## [Instructions to follow]
Take the entries below and print, exactly, the stretch from the line containing "the green leaf, with integer pixel coordinates." through the line containing "blurred green leaf, with integer pixel coordinates.", both included.

(Entries taken from a collection)
※ ※ ※

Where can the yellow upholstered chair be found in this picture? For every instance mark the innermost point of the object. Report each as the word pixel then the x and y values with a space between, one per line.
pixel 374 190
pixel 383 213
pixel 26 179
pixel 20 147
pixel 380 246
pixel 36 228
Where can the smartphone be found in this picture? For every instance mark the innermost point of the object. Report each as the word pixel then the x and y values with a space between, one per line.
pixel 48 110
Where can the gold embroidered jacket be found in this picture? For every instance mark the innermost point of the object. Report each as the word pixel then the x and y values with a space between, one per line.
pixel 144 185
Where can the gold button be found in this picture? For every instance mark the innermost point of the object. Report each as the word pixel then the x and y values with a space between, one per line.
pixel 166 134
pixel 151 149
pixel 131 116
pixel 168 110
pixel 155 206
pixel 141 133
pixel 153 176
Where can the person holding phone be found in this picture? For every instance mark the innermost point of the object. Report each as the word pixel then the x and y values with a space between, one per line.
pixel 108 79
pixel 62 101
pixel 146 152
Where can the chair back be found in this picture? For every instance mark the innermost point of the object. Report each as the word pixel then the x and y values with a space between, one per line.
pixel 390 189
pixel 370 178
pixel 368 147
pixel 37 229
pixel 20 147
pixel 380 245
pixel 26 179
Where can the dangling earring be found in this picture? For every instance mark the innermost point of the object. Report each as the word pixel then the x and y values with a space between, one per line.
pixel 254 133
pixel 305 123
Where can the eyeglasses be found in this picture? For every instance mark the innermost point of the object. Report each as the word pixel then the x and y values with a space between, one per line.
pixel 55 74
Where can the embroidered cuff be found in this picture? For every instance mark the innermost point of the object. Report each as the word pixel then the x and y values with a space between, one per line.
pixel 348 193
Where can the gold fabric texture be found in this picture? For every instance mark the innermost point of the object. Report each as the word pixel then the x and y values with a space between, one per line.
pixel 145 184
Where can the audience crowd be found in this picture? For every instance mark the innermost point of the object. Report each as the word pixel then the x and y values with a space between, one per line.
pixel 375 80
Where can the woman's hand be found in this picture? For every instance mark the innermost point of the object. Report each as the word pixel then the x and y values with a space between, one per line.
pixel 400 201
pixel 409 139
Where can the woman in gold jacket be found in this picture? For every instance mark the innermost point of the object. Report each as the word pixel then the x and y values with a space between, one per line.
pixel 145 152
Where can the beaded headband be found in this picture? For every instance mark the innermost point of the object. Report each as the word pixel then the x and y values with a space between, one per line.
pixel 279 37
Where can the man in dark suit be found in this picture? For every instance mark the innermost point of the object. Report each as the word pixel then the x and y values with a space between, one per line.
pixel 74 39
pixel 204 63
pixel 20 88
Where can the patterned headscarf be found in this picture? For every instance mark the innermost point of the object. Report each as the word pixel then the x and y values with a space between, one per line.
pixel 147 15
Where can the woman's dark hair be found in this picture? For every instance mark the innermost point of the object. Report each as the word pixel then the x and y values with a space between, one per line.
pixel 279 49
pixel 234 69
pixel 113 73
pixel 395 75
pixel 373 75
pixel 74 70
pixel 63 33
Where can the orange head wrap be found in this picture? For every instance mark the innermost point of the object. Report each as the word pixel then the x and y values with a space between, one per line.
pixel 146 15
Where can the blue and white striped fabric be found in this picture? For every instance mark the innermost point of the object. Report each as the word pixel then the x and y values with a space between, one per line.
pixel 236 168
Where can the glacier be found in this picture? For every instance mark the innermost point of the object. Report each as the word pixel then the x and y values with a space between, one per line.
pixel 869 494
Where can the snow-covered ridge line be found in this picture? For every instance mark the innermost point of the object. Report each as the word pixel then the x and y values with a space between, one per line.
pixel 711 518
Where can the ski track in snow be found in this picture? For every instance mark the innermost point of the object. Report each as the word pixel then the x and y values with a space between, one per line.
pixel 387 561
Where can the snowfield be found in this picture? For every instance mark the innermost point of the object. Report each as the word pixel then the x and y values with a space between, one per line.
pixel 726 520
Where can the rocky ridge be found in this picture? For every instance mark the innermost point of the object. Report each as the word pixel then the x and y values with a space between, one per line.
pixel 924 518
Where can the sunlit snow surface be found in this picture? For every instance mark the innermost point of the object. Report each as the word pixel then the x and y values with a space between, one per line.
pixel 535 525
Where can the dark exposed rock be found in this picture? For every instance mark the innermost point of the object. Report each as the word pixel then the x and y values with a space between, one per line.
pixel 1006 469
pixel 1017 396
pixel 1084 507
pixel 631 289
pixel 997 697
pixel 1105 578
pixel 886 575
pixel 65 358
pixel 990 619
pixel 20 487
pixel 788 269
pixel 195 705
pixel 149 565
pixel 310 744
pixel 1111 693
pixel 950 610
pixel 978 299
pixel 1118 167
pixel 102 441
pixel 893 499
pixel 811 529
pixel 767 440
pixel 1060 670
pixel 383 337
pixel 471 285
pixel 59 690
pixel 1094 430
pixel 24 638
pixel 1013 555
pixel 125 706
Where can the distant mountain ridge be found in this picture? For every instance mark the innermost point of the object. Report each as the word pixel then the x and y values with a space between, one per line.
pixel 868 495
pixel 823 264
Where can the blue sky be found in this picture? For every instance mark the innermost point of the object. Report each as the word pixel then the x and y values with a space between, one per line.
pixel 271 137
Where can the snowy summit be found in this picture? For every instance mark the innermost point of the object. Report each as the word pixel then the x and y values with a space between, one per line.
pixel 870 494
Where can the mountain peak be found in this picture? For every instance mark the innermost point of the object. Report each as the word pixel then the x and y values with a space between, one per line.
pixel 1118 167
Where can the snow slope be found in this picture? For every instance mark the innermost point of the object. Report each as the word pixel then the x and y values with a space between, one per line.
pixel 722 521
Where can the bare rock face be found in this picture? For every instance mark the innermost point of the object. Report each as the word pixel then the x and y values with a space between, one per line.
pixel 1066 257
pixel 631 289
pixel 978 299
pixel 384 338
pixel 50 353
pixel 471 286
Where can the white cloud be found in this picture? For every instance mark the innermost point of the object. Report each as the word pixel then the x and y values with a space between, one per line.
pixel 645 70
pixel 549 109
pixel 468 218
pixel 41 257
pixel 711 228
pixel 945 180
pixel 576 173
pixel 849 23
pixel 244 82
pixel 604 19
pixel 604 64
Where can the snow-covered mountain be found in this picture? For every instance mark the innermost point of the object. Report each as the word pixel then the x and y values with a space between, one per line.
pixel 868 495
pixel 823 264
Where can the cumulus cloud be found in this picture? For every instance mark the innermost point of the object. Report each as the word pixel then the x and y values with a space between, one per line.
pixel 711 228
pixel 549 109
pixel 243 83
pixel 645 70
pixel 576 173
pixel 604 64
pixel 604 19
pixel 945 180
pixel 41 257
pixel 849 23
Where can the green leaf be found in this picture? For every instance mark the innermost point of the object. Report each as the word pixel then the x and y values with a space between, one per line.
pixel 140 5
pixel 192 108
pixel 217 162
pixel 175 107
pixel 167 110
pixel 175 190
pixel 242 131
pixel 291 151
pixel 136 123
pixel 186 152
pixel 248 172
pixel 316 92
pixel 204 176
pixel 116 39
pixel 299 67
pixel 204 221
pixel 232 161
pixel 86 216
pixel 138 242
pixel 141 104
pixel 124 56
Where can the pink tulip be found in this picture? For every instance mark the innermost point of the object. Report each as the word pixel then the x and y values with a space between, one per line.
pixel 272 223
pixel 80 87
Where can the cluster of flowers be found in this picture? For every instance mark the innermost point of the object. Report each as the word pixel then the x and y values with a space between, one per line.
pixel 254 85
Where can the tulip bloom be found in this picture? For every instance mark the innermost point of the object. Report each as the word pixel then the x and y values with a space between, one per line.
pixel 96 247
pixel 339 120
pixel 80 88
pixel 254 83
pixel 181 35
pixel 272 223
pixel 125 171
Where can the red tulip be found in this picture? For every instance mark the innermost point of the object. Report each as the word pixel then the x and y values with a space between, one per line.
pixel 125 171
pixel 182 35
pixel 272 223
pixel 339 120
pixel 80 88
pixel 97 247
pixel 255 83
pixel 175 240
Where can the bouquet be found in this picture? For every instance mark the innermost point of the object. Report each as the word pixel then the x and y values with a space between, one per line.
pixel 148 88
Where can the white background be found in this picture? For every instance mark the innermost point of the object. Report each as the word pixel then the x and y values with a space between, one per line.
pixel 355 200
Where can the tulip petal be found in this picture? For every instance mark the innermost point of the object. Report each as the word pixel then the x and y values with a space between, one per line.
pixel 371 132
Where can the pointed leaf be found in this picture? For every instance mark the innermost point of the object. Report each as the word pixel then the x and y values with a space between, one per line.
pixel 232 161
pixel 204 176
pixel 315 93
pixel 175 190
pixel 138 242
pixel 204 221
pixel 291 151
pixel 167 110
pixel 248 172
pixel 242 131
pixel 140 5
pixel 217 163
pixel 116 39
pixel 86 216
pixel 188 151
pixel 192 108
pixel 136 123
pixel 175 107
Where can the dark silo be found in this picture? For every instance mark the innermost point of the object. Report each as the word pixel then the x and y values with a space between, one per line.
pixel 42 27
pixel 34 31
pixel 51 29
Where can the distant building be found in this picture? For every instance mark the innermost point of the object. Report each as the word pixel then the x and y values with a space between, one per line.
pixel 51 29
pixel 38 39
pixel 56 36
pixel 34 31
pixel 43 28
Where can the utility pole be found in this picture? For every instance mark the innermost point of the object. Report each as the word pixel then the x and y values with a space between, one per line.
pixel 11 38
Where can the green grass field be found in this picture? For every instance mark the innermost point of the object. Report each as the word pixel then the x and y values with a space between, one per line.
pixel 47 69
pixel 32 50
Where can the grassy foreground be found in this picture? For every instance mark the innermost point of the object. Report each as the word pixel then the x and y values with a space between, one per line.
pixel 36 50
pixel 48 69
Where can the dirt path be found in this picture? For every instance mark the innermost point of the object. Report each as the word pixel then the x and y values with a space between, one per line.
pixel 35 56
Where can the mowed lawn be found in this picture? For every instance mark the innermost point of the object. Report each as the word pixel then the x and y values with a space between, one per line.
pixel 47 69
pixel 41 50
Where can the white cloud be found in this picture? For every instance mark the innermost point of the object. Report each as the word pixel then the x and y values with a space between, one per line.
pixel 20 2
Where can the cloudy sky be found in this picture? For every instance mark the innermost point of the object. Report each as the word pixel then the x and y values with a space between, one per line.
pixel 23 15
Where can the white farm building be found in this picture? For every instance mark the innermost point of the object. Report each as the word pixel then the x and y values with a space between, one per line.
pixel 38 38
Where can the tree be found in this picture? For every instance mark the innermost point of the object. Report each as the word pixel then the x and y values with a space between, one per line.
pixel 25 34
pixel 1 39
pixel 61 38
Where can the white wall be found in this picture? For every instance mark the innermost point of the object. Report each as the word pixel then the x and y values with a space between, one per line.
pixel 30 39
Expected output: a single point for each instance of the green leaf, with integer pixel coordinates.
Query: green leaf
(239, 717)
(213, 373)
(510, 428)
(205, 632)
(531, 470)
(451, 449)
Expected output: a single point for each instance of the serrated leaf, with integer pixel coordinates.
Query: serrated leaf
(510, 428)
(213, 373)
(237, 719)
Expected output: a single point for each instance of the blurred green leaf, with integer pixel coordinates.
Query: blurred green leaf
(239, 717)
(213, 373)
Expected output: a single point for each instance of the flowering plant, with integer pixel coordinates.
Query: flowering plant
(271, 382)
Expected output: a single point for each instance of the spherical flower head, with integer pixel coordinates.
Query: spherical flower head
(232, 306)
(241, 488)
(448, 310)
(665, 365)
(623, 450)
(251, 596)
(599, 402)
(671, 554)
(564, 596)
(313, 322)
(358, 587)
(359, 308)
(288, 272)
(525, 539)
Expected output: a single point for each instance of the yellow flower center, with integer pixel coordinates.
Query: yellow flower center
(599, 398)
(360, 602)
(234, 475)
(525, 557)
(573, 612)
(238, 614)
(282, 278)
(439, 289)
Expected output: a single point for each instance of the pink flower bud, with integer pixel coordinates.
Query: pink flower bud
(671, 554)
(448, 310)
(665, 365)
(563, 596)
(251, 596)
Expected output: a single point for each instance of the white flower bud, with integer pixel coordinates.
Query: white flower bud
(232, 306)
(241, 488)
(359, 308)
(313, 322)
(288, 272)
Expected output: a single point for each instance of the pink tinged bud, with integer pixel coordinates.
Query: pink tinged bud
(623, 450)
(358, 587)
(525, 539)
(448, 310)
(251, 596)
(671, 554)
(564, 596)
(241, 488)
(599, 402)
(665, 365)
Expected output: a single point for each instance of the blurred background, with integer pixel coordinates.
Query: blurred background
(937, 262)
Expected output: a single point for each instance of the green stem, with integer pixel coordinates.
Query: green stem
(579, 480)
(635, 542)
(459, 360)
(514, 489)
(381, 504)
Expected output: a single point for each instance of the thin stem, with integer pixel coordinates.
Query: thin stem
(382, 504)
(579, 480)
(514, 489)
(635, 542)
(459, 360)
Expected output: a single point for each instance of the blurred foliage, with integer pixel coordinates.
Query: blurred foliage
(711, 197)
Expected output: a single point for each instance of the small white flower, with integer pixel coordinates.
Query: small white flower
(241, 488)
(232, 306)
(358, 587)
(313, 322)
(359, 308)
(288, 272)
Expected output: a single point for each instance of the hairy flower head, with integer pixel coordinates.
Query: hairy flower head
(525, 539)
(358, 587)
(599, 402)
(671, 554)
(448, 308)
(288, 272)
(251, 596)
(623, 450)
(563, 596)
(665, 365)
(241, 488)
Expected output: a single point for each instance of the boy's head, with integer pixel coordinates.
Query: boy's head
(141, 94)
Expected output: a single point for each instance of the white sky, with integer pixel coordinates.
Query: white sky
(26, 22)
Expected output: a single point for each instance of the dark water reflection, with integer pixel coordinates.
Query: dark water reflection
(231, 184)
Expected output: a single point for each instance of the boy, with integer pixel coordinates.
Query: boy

※ ※ ※

## [Task output]
Expected output: a single point for each instance of the green leaf, with integer pixel coordinates.
Query: green leaf
(239, 717)
(213, 373)
(510, 428)
(205, 632)
(531, 470)
(451, 449)
Expected output: a single point for each instance of the serrated leaf, with integer pixel coordinates.
Query: serrated leaf
(510, 428)
(213, 373)
(237, 719)
Expected output: a single point for each instance of the blurred green leaf, with integer pixel coordinates.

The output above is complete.